*** Opening INPUT DATA ***

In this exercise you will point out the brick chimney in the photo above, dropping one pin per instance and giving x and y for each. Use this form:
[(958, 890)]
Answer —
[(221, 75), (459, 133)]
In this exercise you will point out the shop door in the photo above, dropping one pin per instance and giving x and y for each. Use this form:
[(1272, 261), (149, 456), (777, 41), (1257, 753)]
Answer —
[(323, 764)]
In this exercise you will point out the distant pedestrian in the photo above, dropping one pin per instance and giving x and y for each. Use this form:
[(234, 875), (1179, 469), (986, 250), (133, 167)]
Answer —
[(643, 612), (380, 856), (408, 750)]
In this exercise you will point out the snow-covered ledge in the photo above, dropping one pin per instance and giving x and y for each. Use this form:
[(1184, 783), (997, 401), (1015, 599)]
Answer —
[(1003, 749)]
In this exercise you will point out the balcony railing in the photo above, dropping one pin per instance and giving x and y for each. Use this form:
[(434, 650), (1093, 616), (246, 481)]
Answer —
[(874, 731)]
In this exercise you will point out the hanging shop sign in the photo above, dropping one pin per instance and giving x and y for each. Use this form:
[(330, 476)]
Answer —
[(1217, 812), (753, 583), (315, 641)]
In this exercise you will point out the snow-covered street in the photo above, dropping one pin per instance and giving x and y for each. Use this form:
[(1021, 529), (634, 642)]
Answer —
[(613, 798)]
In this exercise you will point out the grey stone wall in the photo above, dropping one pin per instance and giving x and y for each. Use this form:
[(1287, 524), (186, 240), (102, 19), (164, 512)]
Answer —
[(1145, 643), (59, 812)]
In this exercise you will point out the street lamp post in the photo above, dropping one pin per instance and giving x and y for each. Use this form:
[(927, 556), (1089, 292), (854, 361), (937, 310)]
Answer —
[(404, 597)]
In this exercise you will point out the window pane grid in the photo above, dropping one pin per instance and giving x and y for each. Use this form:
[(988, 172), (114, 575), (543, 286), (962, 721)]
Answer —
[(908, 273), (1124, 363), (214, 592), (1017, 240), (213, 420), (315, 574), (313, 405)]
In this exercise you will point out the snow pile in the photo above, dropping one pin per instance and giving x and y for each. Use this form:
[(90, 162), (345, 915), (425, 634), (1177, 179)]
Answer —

*** Closing INPUT DATA ***

**WORK REQUEST**
Give back every line above, unchanged.

**RESULT FOR THIS TASK**
In this exercise you will point out the brick chimney in the photo above, dropping one pin per instance and giving x and y for each. Use this form:
[(958, 890)]
Answer —
[(221, 75), (459, 133)]
In this exercise you will point out the shop door in the photo above, dropping one pin per instance and giving x and y for each. Use this form:
[(1272, 261), (149, 456), (777, 41), (1257, 753)]
Answer —
[(323, 764)]
In this exercise you will point out the distant pedestrian in the photo above, dropping one pin per instance and giving x and y for each. Use this form:
[(234, 875), (1179, 469), (986, 250), (133, 167)]
Answer —
[(643, 612), (380, 856), (408, 750)]
In this exercise you will point out the snow-covered ledge in the photo above, dropping one pin per instance and giving x and y for each. Use this form:
[(1184, 783), (997, 401), (1015, 599)]
Answer —
[(1003, 749)]
In this exercise you will point out the balcony railing in the photo above, dropping one pin per instance and giving x and y for each. Use this form:
[(434, 650), (1093, 616), (246, 481)]
Answer —
[(874, 731)]
In this exercise you will point out the hanging shop sign in the photo above, dropping one pin per instance and giving x and y for each. Use this form:
[(330, 476)]
Answer —
[(1217, 812), (753, 583), (315, 641)]
In this exercise you will point out the snow-covered street in the photo above, dropping one pin per instance and giving x and y for each. Use this form:
[(1021, 529), (634, 642)]
Answer —
[(613, 798)]
In this exercise you will point out the grey stone wall in the photo above, dropping one pin per instance and giving x and y for each. Use this form:
[(1287, 524), (186, 240), (102, 19), (164, 512)]
Answer —
[(1145, 643), (59, 812)]
In this exercise you will point out the street lamp post in the photo above, dropping one pin per instance and giving x and y for each. Use this form:
[(927, 556), (1089, 292), (854, 361), (937, 310)]
Answer —
[(404, 597)]
In this exercise you will point out the window pane grid in the photo above, dropping one pin per instance and giving x and y for each. Use this form:
[(988, 172), (114, 575), (543, 286), (962, 721)]
Answer —
[(908, 273), (1124, 363), (214, 592), (1017, 240), (213, 420), (315, 574), (313, 405)]
In this exercise you will point out the snow pile in the photo above, dropping one pin per instance and giving x and y for each. Use this form:
[(90, 162), (345, 915), (425, 634), (1177, 179)]
Answer —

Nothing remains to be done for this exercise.